*How to complete this task*. Output every line of the data exactly as it appears.

==============================

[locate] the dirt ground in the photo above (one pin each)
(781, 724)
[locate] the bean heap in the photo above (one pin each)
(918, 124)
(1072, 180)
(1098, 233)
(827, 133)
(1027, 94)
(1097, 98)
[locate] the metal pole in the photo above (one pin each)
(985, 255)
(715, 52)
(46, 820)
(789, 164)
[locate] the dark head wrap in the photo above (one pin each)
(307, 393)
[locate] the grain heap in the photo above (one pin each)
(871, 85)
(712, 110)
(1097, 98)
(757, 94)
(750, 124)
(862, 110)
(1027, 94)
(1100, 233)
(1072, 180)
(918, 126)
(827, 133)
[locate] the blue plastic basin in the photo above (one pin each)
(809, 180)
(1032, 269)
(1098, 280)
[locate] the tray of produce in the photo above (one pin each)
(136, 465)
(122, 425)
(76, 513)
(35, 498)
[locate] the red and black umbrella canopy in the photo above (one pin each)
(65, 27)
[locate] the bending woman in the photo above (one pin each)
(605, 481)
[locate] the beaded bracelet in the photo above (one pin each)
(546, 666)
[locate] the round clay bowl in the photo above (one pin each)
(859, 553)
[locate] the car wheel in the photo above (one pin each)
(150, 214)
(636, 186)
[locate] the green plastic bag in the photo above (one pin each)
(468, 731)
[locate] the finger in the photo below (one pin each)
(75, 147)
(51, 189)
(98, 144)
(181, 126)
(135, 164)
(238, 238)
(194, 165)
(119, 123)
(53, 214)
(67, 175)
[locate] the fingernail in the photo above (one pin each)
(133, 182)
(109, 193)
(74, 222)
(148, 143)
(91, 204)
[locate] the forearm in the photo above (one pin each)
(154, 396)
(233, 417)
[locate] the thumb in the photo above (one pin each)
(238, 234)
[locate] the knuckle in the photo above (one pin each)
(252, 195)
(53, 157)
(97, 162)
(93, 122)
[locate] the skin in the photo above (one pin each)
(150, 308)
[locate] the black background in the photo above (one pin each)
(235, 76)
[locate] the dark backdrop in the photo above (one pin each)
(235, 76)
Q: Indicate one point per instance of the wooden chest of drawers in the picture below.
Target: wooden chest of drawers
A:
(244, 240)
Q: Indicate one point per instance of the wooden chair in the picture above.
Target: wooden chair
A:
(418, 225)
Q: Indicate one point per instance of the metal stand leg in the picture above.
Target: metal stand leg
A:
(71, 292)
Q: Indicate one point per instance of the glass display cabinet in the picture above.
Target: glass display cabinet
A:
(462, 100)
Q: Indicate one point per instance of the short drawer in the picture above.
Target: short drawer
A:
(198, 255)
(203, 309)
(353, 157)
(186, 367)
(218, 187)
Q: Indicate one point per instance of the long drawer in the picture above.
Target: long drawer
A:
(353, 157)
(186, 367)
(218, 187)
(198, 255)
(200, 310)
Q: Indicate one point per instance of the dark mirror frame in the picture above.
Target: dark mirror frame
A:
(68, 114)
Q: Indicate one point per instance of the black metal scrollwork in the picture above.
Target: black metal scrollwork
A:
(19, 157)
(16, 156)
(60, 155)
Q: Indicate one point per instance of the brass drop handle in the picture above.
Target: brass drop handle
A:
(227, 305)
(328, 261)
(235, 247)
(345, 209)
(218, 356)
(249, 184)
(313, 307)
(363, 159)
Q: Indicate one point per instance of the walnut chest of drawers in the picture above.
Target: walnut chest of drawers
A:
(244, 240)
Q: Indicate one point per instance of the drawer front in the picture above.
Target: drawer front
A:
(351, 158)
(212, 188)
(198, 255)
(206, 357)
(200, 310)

==============================

*Exercise result*.
[locate] the dirt ground in the photo above (one pin each)
(781, 724)
[locate] the bean heap in the photo above (one pin each)
(918, 124)
(1072, 180)
(1098, 233)
(827, 133)
(1027, 94)
(1097, 98)
[locate] the metal pole in the photo above (one pin each)
(985, 255)
(715, 52)
(46, 820)
(789, 164)
[locate] the dark head wrap in the photo above (one pin each)
(307, 393)
[locate] the grain heap in the photo above (one pin each)
(871, 85)
(712, 110)
(1097, 98)
(757, 94)
(750, 124)
(862, 110)
(1027, 94)
(1100, 233)
(1072, 180)
(918, 126)
(827, 133)
[locate] the blue plastic basin in the photo above (one pin each)
(809, 180)
(1032, 269)
(1098, 280)
[locate] the tray of produce in the photo above (one pin each)
(136, 465)
(122, 425)
(76, 513)
(35, 498)
[locate] the red and black umbrella canopy in the photo above (one pin each)
(65, 27)
[locate] the bending woman in the photo above (one pin each)
(605, 481)
[locate] the beaded bracelet in the photo above (one pin each)
(546, 666)
[locate] the round clay bowl in the photo above (one pin each)
(859, 553)
[locate] the car wheel in the photo above (one pin each)
(150, 214)
(636, 186)
[locate] the green plastic bag in the photo above (one pin each)
(468, 731)
[locate] the finger in the photo below (one pin each)
(75, 147)
(51, 189)
(98, 144)
(181, 126)
(135, 164)
(238, 238)
(194, 165)
(119, 123)
(53, 214)
(67, 175)
[locate] the fingernail in the photo above (one pin each)
(133, 182)
(109, 193)
(74, 222)
(148, 143)
(91, 204)
[locate] the forearm in the photo above (one pin each)
(154, 396)
(233, 417)
[locate] the thumb in the photo above (one pin each)
(238, 234)
[locate] the knuckle in the photo above (one pin each)
(252, 195)
(53, 157)
(97, 162)
(93, 122)
[locate] the skin in the photo above (one pin each)
(150, 308)
[locate] the black background in the photo above (one pin each)
(235, 76)
[locate] the dark backdrop in the photo above (one pin each)
(235, 76)
Q: Indicate one point per instance of the wooden chest of drawers in the picture below.
Target: wooden chest of drawers
A:
(244, 240)
Q: Indicate one point per instance of the wooden chair in the picture above.
Target: wooden chair
A:
(418, 225)
Q: Indicate one point per instance of the metal stand leg in the picture above.
Target: metal stand leg
A:
(71, 292)
Q: Indicate one point per instance of the glass display cabinet in the picture above.
Target: glass display cabinet
A:
(462, 100)
Q: Indicate one point per instance of the short drawer in the picture above.
Target: short drawer
A:
(198, 255)
(203, 309)
(353, 157)
(186, 367)
(218, 187)
Q: Indicate one point per instance of the long drawer in the picture above.
Target: long drawer
A:
(353, 157)
(186, 367)
(218, 187)
(198, 255)
(200, 310)
Q: Indicate one point per instance of the dark mirror frame in the picture above.
Target: dark mirror frame
A:
(68, 114)
Q: Indicate one point per instance of the black metal scrollwork in the picture above.
Target: black metal scrollwork
A:
(19, 157)
(16, 156)
(60, 155)
Q: Indicate one point per instance of the brass drop handle in the picture above.
Target: brass drop handle
A:
(227, 305)
(328, 261)
(235, 247)
(345, 209)
(218, 356)
(249, 184)
(313, 307)
(363, 159)
Q: Indicate one point per instance of the walnut chest of drawers in the picture above.
Target: walnut chest of drawers
A:
(244, 240)
Q: Indicate one point per instance of the drawer front in the picture above.
Target: drawer front
A:
(351, 158)
(212, 188)
(198, 255)
(206, 357)
(200, 310)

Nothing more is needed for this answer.